Format every line of the items below as a JSON list of strings, one string per line, skipping any blank lines.

Outline annotation records
----------

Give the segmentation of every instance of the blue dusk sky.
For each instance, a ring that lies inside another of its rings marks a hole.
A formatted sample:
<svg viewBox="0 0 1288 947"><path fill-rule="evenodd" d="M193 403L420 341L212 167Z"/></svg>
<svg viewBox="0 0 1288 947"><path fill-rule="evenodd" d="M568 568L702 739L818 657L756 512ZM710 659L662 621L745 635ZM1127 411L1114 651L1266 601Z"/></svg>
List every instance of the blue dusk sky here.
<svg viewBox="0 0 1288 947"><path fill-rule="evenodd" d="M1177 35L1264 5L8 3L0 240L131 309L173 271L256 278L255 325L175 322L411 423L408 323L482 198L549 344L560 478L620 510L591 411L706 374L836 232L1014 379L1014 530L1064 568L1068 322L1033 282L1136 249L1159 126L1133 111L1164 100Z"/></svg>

----------

Task output »
[
  "Give the segmentation of every instance of the blue dusk sky.",
  "For each instance, a ring that lies inside another of its rings marks a hole.",
  "A formatted sample:",
  "<svg viewBox=\"0 0 1288 947\"><path fill-rule=\"evenodd\" d=\"M193 403L420 341L212 167Z\"/></svg>",
  "<svg viewBox=\"0 0 1288 947\"><path fill-rule=\"evenodd\" d=\"M568 568L702 739L818 657L756 512ZM710 659L662 621L745 635ZM1127 411L1114 651L1266 601Z\"/></svg>",
  "List every instance of the blue dusk sky here.",
  "<svg viewBox=\"0 0 1288 947\"><path fill-rule=\"evenodd\" d=\"M1177 35L1264 5L8 3L0 240L131 309L173 271L256 278L255 325L175 322L411 423L408 323L482 198L549 344L560 478L620 510L591 411L706 374L836 232L1014 379L1014 530L1064 568L1068 322L1033 282L1136 249L1159 126L1133 111L1164 100Z\"/></svg>"
]